Extracted entries:
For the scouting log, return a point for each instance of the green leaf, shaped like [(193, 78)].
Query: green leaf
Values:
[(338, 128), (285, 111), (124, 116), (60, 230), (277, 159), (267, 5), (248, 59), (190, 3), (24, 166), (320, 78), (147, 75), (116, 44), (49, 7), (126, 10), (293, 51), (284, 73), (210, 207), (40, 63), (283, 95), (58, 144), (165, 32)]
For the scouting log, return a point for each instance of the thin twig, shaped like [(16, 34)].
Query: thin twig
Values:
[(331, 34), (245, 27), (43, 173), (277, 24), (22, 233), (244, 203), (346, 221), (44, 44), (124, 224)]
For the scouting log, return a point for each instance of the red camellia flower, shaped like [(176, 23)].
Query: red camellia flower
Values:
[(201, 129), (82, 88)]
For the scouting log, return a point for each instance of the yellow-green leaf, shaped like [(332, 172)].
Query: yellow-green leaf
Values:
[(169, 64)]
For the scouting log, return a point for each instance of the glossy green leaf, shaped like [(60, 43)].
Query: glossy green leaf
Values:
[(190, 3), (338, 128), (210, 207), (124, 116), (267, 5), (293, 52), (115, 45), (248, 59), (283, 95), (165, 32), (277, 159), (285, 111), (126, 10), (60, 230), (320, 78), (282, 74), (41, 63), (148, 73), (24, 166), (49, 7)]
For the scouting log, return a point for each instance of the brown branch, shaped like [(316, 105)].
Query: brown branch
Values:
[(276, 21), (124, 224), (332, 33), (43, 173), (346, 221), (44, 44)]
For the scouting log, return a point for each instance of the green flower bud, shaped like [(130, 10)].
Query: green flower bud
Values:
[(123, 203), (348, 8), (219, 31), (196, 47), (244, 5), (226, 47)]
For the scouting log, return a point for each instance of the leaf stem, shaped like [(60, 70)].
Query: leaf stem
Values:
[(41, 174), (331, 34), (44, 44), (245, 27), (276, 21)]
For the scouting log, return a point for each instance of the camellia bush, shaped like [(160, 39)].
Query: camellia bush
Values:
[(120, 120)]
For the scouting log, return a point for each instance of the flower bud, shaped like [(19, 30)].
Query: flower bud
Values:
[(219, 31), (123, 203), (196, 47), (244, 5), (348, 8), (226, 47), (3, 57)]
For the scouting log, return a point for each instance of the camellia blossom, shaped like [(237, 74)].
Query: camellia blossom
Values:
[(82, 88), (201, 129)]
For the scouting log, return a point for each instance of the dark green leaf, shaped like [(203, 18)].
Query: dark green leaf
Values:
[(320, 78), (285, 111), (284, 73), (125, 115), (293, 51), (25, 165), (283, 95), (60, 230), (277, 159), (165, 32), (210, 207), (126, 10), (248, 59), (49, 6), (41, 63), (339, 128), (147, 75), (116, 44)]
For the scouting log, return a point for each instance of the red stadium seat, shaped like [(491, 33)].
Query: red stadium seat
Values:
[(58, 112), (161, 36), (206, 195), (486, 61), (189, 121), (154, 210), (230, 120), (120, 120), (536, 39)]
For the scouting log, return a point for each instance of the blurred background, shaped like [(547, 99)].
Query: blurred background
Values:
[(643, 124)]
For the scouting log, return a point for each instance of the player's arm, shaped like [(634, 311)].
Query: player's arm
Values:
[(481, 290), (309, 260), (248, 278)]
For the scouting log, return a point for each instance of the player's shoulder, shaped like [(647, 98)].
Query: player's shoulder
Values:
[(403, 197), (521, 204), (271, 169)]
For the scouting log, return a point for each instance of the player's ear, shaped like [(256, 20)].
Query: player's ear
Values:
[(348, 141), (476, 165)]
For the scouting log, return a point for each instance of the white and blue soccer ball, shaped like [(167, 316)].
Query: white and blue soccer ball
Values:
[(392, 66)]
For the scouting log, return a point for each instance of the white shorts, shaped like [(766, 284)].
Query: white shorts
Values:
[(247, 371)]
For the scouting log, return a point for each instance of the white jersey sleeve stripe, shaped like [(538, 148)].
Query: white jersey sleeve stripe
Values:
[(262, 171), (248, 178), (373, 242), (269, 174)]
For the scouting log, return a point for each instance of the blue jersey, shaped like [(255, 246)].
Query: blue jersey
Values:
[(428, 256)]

Problem: Rewrite every one of the rows above as a numbered list, leaving out any blank lines.

Expected answer:
1. For the scouting log, return a point for each instance of the green leaf, shaped like [(193, 78)].
2. Query: green leaf
3. Values:
4. [(338, 128), (285, 111), (124, 116), (60, 230), (277, 159), (267, 5), (248, 59), (190, 3), (24, 166), (320, 78), (147, 75), (116, 44), (49, 7), (126, 10), (293, 51), (284, 73), (210, 207), (40, 63), (283, 95), (58, 144), (165, 32)]
5. For the scouting log, return a point for each instance of the thin twig, shaped like [(16, 34)].
6. Query: thin twig
7. Values:
8. [(331, 34), (245, 27), (43, 173), (277, 24), (22, 233), (244, 203), (346, 221), (44, 44), (124, 224)]
9. For the scouting log, return a point for each instance of the red camellia flower, shaped like [(176, 23)].
10. Query: red camellia flower
11. Values:
12. [(201, 129), (82, 88)]
13. For the scouting log, return a point for each instance of the yellow-green leaf, shaped like [(332, 172)].
14. Query: yellow-green leaf
15. Values:
16. [(169, 64)]
17. For the scouting log, return a point for each instance of the glossy green leaf, shaped like [(60, 43)].
18. Query: glossy green leaf
19. Values:
20. [(190, 3), (338, 128), (210, 207), (124, 116), (267, 5), (293, 52), (115, 45), (248, 59), (283, 95), (165, 32), (277, 159), (285, 111), (126, 10), (60, 230), (320, 78), (282, 74), (41, 63), (148, 73), (24, 166), (49, 7)]
21. For the scouting log, return a point for each instance of the brown branch, shaped like [(316, 105)].
22. Query: brown branch
23. Values:
24. [(276, 21), (124, 224), (332, 33), (43, 173), (346, 221), (44, 44)]
25. For the scouting log, return a point for each instance of the green flower bud, shaped like [(130, 10)].
26. Query: green flower bud
27. Values:
28. [(123, 203), (348, 8), (219, 31), (196, 47), (244, 5), (226, 47)]
29. For the scouting log, return a point for each instance of the leaf stem, shaped like [(60, 70)].
30. Query: leaf stem
31. Values:
32. [(41, 174), (331, 34), (44, 44), (245, 27), (276, 21)]
33. For the scouting log, return a point for each instance of the camellia bush, shaped like [(160, 39)].
34. Query: camellia bush
35. Values:
36. [(120, 120)]
37. For the scouting log, return a point for each instance of the flower bud, shaped like [(19, 30)].
38. Query: flower bud
39. Values:
40. [(219, 31), (123, 203), (196, 47), (244, 5), (348, 8), (226, 47), (3, 57)]
41. For the scouting log, return a point for each instance of the camellia blossom, shaped like [(237, 74)].
42. Query: camellia blossom
43. Values:
44. [(82, 88), (201, 129)]
45. For the scouting log, return a point for each instance of the dark green leaf, shaped like [(203, 18)].
46. Query: dark green leaf
47. Values:
48. [(320, 78), (285, 111), (284, 73), (125, 115), (293, 51), (25, 165), (283, 95), (60, 230), (277, 159), (165, 32), (210, 207), (126, 10), (248, 59), (49, 6), (41, 63), (339, 128), (147, 75), (116, 44)]
49. For the scouting log, return a point for each instance of the red stadium seat, shaped like [(491, 33)].
50. Query: red stadium seat
51. Values:
52. [(58, 112), (161, 36), (206, 195), (486, 61), (189, 121), (154, 210), (230, 120), (120, 120), (536, 39)]
53. For the scouting log, return a point for each instance of the blurred background, shaped like [(547, 99)].
54. Query: blurred background
55. Values:
56. [(643, 124)]
57. For the scouting log, return a point for each instance of the player's arm, shaped like [(634, 311)].
58. Query: player's arm
59. Values:
60. [(481, 290), (309, 260), (248, 278)]
61. For the scouting log, return a point for each instance of the player's shoulder, shaped like [(647, 98)].
62. Query: player's shoulder
63. Values:
64. [(403, 197), (521, 204), (271, 169)]
65. For the scouting log, return a point for each instance of the player's ear, shaped like [(256, 20)].
66. Query: player's ear
67. Values:
68. [(348, 141), (476, 165)]
69. For the scouting log, return a point for each instance of the white and blue soccer ball, shaped like [(167, 316)].
70. Query: white and blue soccer ball
71. Values:
72. [(392, 66)]
73. For the scouting log, return a point for each instance of the white shorts, shaped like [(766, 284)].
74. Query: white shorts
75. Values:
76. [(247, 371)]
77. For the scouting log, return a point for each instance of the white jersey sleeve stripe, shaped like [(538, 148)].
78. Query: white jersey sleeve stripe
79. Values:
80. [(262, 171), (248, 178), (373, 242), (269, 174)]
81. For the scouting log, return a point for each instance of the blue jersey, shaped like [(255, 246)].
82. Query: blue jersey
83. Values:
84. [(428, 256)]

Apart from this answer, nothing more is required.